■ Stated task A
Write out the puppy-naming thread from "I went to school" to "(Jan 6, 2006)", swapping "Moscow" for "St. Petersburg".

■ Provided text
====================

# Help name this cutie!!



## kra (Oct 2, 2006)

Would you be interested in a different name here for you GR puppy?
Zolahtah
It's gold in Russian.


----------



## Lexie's Mom (Dec 14, 2005)

Well, ah I couldn't see myself yelling that. LOL thanks anyhow. Normal names are good though LOL


----------



## AquaClaraCanines (Mar 5, 2006)

Morgan, Monty, Tucker, Finnie, Teddy, Boomer, Bailey, Sunny, Beamer, Liam

Cute pup


----------



## PeggyK (Apr 16, 2005)

I almost think you should still call him Chance-he's your second chance at getting a new Golden. Just a thought.


----------



## kra (Oct 2, 2006)

I went to school /college in Moscow, a friend / classmate on a recent visit to the U.S. upon meeting Nugget said "Zolahtah" 
I just spoke to her a few minutes before I read this thread. It popped into my head. Interesrting timing, Huh!?...


----------



## Maggies mom (Jan 6, 2006)

Bentley, Jordan,Chase, Bosco, Kolbee,Tug, Cooper


----------



## Lexie's Mom (Dec 14, 2005)

PeggyK said:


> I almost think you should still call him Chance-he's your second chance at getting a new Golden. Just a thought.

====================

■ Listed entries
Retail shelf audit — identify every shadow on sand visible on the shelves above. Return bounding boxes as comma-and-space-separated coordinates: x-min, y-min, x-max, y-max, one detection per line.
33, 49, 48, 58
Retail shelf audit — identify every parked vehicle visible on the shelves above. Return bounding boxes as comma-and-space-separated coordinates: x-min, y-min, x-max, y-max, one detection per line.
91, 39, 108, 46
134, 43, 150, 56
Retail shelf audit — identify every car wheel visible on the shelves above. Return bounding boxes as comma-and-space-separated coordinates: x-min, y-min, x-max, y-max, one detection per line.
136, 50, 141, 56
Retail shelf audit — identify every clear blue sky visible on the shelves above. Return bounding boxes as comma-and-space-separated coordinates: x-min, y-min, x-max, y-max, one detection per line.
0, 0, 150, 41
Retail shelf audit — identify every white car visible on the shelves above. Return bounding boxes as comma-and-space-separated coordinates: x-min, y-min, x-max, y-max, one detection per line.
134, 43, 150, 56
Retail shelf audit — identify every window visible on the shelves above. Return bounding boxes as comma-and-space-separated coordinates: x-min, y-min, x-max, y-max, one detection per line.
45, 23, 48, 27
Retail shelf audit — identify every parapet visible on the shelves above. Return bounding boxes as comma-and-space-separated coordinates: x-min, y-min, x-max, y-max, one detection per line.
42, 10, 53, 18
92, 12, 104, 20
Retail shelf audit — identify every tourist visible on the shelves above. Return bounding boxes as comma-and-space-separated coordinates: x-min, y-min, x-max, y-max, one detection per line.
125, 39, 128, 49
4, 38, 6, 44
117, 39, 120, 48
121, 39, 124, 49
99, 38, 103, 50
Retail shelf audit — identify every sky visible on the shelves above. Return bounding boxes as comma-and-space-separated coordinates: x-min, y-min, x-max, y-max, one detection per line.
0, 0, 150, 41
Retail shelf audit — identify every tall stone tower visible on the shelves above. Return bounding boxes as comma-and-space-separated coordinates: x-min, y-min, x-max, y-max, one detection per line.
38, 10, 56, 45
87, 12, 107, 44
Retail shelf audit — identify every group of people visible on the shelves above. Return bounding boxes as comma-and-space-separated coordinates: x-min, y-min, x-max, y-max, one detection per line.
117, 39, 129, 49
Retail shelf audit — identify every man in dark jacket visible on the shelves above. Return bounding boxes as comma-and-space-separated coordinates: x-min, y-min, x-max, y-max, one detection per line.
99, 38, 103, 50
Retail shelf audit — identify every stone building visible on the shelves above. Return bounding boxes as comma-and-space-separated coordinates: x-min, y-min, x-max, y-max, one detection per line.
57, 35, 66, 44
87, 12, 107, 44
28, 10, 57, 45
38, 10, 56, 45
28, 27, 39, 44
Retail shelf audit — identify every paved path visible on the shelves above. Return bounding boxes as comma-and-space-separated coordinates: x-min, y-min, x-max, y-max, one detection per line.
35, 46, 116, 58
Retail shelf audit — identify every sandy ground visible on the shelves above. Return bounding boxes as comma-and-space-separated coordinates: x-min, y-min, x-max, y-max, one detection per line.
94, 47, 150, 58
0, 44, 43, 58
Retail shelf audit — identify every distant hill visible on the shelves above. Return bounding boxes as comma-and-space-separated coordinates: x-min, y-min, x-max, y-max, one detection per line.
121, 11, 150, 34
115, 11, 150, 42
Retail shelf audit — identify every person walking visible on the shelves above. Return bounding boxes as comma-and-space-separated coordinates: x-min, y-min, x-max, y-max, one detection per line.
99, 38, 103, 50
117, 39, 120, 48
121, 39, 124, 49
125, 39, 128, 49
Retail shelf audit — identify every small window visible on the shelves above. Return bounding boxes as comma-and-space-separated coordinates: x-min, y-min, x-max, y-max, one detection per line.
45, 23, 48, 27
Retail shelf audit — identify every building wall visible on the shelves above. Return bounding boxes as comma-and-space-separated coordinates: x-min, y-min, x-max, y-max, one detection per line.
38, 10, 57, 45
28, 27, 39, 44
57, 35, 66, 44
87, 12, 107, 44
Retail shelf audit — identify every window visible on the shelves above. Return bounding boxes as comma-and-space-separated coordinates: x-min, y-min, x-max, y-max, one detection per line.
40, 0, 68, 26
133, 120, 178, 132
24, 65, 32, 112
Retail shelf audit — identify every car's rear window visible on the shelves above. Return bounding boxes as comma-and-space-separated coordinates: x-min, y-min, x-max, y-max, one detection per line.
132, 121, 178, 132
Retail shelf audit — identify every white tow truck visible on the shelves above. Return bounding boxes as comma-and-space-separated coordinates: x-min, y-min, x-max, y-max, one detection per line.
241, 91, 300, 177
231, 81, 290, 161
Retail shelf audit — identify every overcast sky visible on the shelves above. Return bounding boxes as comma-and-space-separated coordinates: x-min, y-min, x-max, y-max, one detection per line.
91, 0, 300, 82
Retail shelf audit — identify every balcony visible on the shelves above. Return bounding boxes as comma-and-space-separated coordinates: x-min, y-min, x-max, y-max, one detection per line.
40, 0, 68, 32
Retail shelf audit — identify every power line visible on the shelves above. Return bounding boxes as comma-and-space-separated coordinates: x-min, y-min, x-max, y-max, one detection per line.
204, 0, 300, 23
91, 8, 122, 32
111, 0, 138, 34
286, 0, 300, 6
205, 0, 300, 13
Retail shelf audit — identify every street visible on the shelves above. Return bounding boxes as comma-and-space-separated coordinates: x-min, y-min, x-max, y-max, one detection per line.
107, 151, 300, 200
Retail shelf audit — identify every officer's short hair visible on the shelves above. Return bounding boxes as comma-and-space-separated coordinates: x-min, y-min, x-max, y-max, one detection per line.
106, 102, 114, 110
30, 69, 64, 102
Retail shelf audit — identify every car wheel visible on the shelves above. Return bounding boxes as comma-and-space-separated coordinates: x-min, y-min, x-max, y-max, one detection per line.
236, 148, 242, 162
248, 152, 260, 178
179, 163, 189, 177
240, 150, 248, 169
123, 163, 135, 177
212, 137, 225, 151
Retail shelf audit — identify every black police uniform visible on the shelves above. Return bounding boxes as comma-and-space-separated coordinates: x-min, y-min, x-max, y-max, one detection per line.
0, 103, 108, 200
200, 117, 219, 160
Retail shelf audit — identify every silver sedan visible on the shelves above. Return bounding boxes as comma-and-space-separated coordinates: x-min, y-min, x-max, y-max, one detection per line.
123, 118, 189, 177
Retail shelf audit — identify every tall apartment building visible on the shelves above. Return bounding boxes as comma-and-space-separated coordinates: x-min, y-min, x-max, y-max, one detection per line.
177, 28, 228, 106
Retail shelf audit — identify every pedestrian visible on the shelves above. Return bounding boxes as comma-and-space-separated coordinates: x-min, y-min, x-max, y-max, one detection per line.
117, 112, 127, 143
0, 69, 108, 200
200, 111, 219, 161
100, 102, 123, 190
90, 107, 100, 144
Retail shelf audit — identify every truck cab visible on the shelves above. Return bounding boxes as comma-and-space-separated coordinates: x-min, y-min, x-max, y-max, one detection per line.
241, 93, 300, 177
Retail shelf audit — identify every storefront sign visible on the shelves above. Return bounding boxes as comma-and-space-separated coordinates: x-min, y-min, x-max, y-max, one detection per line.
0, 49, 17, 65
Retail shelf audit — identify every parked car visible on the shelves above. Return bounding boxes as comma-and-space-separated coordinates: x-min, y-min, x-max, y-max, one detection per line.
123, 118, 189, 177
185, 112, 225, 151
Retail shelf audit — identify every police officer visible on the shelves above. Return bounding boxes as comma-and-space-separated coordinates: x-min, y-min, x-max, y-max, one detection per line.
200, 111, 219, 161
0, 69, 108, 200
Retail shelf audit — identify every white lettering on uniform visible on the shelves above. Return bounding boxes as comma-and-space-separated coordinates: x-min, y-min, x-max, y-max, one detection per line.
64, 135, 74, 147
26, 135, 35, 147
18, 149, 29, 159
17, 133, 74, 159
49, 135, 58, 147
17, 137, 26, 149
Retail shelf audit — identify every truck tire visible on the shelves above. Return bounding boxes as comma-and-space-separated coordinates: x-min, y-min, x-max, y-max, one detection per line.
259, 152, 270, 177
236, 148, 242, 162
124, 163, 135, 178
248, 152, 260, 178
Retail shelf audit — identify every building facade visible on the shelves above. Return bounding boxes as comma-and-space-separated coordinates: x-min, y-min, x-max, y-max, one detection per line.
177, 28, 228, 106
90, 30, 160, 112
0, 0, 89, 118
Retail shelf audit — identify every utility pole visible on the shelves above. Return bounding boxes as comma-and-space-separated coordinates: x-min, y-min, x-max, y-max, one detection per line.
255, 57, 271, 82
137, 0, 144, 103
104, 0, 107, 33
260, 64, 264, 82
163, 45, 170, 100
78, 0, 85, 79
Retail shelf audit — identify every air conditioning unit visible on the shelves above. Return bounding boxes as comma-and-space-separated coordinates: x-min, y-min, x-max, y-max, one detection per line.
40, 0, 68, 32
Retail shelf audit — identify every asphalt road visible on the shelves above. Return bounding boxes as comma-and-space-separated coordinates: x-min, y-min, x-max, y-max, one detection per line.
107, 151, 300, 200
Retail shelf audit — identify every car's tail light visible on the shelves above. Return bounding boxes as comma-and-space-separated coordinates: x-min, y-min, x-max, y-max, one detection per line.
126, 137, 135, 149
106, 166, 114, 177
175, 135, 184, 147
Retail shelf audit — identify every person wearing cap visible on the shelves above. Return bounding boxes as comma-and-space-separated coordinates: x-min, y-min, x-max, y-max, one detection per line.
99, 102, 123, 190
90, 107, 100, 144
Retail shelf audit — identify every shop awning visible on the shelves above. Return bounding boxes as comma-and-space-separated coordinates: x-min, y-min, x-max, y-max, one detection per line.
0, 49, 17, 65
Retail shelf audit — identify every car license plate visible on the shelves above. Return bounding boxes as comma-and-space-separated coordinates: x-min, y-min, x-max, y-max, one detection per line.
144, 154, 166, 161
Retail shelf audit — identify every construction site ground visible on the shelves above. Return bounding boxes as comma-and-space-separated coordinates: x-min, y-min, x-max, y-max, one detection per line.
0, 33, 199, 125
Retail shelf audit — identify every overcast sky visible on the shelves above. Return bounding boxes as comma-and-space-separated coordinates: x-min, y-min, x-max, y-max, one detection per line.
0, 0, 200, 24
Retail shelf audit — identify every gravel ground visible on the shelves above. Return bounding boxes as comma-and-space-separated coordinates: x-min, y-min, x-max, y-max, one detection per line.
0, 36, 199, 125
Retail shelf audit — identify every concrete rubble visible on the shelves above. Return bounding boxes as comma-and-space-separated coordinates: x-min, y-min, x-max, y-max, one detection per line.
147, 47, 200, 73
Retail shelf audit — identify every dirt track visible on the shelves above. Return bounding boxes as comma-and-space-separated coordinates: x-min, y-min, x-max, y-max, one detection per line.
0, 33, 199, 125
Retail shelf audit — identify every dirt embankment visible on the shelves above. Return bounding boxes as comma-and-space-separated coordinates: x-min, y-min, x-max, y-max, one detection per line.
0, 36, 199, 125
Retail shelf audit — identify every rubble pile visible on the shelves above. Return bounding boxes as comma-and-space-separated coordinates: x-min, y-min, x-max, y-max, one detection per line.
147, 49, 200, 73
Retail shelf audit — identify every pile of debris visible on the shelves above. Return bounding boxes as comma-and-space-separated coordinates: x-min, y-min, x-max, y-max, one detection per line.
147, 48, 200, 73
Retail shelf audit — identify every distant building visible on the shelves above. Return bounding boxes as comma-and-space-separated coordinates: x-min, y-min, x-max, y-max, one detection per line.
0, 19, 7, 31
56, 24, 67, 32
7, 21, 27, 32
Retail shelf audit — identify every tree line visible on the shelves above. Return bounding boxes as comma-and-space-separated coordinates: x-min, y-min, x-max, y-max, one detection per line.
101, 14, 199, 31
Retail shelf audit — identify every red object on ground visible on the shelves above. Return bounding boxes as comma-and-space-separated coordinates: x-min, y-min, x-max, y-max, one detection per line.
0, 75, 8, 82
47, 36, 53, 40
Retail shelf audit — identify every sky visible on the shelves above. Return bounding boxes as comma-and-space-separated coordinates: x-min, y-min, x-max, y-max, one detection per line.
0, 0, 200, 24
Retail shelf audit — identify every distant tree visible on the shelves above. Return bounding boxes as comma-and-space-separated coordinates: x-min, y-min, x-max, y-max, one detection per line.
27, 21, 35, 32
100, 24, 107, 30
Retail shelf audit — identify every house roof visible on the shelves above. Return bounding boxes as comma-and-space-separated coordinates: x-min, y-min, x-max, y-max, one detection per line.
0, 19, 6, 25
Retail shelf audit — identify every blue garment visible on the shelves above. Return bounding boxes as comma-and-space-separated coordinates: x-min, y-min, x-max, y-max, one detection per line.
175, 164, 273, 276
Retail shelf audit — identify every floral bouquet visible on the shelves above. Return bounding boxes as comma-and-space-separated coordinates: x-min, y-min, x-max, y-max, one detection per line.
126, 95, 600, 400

====================

■ Stated task B
Copy the entries without any changes, from their first line through the line with "92, 12, 104, 20", including that line.

■ Exercise solution A
I went to school /college in St. Petersburg, a friend / classmate on a recent visit to the U.S. upon meeting Nugget said "Zolahtah" 
I just spoke to her a few minutes before I read this thread. It popped into my head. Interesrting timing, Huh!?...


----------



## Maggies mom (Jan 6, 2006)

■ Exercise solution B
Retail shelf audit — identify every shadow on sand visible on the shelves above. Return bounding boxes as comma-and-space-separated coordinates: x-min, y-min, x-max, y-max, one detection per line.
33, 49, 48, 58
Retail shelf audit — identify every parked vehicle visible on the shelves above. Return bounding boxes as comma-and-space-separated coordinates: x-min, y-min, x-max, y-max, one detection per line.
91, 39, 108, 46
134, 43, 150, 56
Retail shelf audit — identify every car wheel visible on the shelves above. Return bounding boxes as comma-and-space-separated coordinates: x-min, y-min, x-max, y-max, one detection per line.
136, 50, 141, 56
Retail shelf audit — identify every clear blue sky visible on the shelves above. Return bounding boxes as comma-and-space-separated coordinates: x-min, y-min, x-max, y-max, one detection per line.
0, 0, 150, 41
Retail shelf audit — identify every white car visible on the shelves above. Return bounding boxes as comma-and-space-separated coordinates: x-min, y-min, x-max, y-max, one detection per line.
134, 43, 150, 56
Retail shelf audit — identify every window visible on the shelves above. Return bounding boxes as comma-and-space-separated coordinates: x-min, y-min, x-max, y-max, one detection per line.
45, 23, 48, 27
Retail shelf audit — identify every parapet visible on the shelves above. Return bounding boxes as comma-and-space-separated coordinates: x-min, y-min, x-max, y-max, one detection per line.
42, 10, 53, 18
92, 12, 104, 20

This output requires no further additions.